◆ WORK REQUIRED:
Using the passage on worldview, explain in one to three sentences why the writer turned to illegal drugs, sex and music.

A worldview is the way we see, perceive and understand things. The way we look at the world around us. While growing up in the '50s and '60s, my thoughts were very shallow. I did not understand the importance of having a sound worldview. There was a battle going on in my mind between my worldview, based upon modem, liberal culture, and the solid beliefs and views of my parents. I was searching for what I felt was missing in my life. I was led by what felt good physically. I didn't understand what was missing, nor was I willing to listen to those who offered counsel. I felt misunderstood, and began to medicate my pain with illegal drugs, sex and music. I was self centered, trying to fill a spiritual emptiness through external means.

◆ MATERIAL SHOWN:

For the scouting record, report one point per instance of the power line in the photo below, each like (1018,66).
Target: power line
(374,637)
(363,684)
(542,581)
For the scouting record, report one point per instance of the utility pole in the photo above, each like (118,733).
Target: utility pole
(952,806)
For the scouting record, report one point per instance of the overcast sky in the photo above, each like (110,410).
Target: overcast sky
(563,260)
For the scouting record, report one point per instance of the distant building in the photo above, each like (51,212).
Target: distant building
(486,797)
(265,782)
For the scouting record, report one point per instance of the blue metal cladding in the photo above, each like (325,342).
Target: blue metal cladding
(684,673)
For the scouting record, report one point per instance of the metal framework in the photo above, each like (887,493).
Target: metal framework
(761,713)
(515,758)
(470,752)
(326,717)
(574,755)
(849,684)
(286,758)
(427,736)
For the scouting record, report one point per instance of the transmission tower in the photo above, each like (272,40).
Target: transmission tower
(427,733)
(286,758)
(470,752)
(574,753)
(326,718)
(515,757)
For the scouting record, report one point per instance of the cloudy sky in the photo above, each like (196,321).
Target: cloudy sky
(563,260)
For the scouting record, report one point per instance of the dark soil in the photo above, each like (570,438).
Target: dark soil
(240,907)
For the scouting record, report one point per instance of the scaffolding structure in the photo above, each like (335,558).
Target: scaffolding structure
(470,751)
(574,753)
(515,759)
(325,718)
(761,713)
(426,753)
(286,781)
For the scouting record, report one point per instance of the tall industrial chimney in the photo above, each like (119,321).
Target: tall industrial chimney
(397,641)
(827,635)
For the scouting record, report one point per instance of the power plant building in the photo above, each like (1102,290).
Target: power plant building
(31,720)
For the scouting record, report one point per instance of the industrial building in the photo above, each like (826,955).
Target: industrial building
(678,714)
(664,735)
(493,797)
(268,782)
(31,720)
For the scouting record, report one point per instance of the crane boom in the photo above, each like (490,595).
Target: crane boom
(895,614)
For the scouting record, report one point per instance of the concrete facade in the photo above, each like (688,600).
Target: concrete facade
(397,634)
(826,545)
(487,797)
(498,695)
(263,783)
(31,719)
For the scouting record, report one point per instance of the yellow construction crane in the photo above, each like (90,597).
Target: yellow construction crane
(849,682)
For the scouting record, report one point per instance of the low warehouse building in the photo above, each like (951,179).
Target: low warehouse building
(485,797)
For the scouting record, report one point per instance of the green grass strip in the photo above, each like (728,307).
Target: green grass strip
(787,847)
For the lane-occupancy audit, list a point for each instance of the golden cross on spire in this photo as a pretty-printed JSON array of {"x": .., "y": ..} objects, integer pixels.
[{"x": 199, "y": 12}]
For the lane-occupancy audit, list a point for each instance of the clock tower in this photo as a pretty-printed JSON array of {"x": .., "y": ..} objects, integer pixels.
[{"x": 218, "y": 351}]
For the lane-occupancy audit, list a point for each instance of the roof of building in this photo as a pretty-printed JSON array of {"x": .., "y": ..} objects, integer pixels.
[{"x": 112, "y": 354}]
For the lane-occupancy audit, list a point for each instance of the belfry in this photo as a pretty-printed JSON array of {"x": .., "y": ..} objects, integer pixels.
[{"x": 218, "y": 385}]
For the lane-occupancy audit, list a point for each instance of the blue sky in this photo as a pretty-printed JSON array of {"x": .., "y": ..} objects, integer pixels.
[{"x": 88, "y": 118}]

◆ FINAL ANSWER:
The writer felt misunderstood and used illegal drugs, sex and music to medicate that pain. Self-centered at the time, the writer was trying to fill a spiritual emptiness through external means.